To Empathise is to Civilise

To empathise is to civilise.
To civilise is to empathise.

– Jeremy Rifkin

As mentioned in the video, ‘We are soft-wired to experience another’s plight [or joy] as if we are experiencing it for ourselves.’  Interesting. The monkey experiment illustrates the power of empathy and rejoice.  Some Dharma teachers teach that rejoice in a good deed of another is just as meritorious as doing the good deed itself. It’s also been dubbed as a ‘lazy way’ to create merits! I think this might be so – if the rejoice is total in understanding the goodness of the good deed.

In relation, the Ksitigarbha Sutra states that when we share merits of a good deed with another, as a natural law, the other party can only receive one-seventh of the merits – because the doer always creates more merits than the one shared with, who seems to have do nothing, though he or she must karmically deserve the merits indirectly too.

The video also says,’We are not soft-wired for aggression, self-interest, violence, utilitarianism but for sociability, attachment, affection, companionship.’ Our empathic drive to belong is the first drive – probably because we do know, deep down with our Buddha-nature, that we are interconnected. This could be why babies empathise with one another’s distress easily, as they might be instinctively closer to their original Buddha-nature when young, than when further conditioned to nurture or awaken habitual forces. In contrast, so-called ‘mature empathy’ which differentiates oneself and others is mature only in a worldly sense; not necessarily so in a spiritual sense, as the sense of a separate self deepens.

• Written request 1: Which lines of the entries contain the string "wall", matching case exactly? Pick out each one.
The empathy passage and the entries that follow it come from unrelated sources.

• Data for this task:
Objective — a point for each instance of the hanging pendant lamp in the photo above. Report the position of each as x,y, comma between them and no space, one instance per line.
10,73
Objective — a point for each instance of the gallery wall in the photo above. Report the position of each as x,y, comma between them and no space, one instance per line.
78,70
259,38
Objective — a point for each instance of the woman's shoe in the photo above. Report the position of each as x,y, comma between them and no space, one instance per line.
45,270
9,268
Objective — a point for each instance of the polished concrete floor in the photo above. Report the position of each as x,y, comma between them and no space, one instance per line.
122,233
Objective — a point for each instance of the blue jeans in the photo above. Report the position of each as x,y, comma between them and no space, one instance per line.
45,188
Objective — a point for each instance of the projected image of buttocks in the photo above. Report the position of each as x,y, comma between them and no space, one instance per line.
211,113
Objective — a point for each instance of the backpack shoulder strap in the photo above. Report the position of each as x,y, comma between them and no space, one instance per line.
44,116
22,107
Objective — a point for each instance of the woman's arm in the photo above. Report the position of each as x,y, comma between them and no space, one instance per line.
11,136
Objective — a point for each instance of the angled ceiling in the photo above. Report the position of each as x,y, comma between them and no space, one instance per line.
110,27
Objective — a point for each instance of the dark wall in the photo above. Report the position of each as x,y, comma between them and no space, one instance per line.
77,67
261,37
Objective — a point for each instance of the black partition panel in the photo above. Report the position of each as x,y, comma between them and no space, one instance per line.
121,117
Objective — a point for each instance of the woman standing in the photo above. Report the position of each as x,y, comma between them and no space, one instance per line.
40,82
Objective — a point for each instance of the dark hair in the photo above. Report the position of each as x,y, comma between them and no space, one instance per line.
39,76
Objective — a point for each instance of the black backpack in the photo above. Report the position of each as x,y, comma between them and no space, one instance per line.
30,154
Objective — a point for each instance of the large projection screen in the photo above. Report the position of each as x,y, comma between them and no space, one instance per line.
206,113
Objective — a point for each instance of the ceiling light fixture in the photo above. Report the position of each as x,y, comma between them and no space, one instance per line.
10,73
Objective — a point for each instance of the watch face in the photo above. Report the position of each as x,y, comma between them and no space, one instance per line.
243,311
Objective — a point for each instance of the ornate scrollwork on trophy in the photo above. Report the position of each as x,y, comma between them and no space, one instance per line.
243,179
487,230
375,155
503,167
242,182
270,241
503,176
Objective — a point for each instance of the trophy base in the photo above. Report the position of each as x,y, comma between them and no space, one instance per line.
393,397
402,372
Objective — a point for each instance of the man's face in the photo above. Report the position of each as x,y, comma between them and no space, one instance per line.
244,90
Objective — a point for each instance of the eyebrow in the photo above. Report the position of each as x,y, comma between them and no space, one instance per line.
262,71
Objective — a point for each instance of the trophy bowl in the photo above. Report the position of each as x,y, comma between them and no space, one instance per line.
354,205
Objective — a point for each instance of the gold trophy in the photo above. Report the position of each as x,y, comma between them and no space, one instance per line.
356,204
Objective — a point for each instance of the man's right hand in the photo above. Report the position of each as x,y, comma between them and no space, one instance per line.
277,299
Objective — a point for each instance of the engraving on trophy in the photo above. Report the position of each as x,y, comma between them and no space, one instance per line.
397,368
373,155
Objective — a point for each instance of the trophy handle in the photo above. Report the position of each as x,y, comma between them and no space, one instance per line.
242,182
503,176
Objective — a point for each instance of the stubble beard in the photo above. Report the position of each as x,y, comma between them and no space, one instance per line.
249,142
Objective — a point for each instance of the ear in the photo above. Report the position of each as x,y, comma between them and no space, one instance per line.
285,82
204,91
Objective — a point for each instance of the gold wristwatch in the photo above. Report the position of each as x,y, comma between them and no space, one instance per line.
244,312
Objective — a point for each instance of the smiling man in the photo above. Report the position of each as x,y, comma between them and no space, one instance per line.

• Written request 2: Can you retype the empathy passage between "The video also" and "separate self deepens.", inclusive?

• Full answer 1:
Objective — a point for each instance of the gallery wall in the photo above. Report the position of each as x,y, comma between them and no space, one instance per line.
Objective — a point for each instance of the dark wall in the photo above. Report the position of each as x,y, comma between them and no space, one instance per line.

• Full answer 2:
The video also says,’We are not soft-wired for aggression, self-interest, violence, utilitarianism but for sociability, attachment, affection, companionship.’ Our empathic drive to belong is the first drive – probably because we do know, deep down with our Buddha-nature, that we are interconnected. This could be why babies empathise with one another’s distress easily, as they might be instinctively closer to their original Buddha-nature when young, than when further conditioned to nurture or awaken habitual forces. In contrast, so-called ‘mature empathy’ which differentiates oneself and others is mature only in a worldly sense; not necessarily so in a spiritual sense, as the sense of a separate self deepens.